GIVEN EXERCISE: Format every line of the items below as a numbered list, omitting blank lines and leaving out the pictures.

--- SUPPLIED RECORDS ---

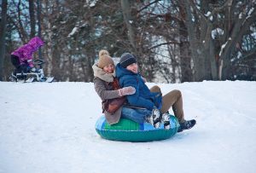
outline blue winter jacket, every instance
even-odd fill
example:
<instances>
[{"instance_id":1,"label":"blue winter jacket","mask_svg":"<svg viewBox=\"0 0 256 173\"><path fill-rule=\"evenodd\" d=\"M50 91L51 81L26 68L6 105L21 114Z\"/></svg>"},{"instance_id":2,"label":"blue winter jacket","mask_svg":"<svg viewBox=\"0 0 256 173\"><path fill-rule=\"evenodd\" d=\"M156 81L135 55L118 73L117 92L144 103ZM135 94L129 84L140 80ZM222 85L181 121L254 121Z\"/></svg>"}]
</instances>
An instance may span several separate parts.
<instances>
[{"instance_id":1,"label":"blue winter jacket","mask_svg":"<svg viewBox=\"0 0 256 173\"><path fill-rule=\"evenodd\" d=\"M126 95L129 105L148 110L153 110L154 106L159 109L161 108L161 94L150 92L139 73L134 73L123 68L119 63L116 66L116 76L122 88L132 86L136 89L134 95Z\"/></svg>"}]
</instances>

---

SOLUTION BELOW:
1. outline blue winter jacket, every instance
2. even-odd fill
3. example:
4. <instances>
5. [{"instance_id":1,"label":"blue winter jacket","mask_svg":"<svg viewBox=\"0 0 256 173\"><path fill-rule=\"evenodd\" d=\"M50 91L51 81L26 68L6 105L21 114Z\"/></svg>"},{"instance_id":2,"label":"blue winter jacket","mask_svg":"<svg viewBox=\"0 0 256 173\"><path fill-rule=\"evenodd\" d=\"M156 81L135 55L118 73L117 92L144 103ZM135 94L129 84L140 80ZM222 85L181 121L254 121Z\"/></svg>"}]
6. </instances>
7. An instance may span several separate parts.
8. <instances>
9. [{"instance_id":1,"label":"blue winter jacket","mask_svg":"<svg viewBox=\"0 0 256 173\"><path fill-rule=\"evenodd\" d=\"M126 95L129 105L148 110L153 110L154 106L159 109L161 108L161 94L150 92L139 73L134 73L123 68L119 63L116 66L116 76L122 88L132 86L136 89L134 95Z\"/></svg>"}]
10. </instances>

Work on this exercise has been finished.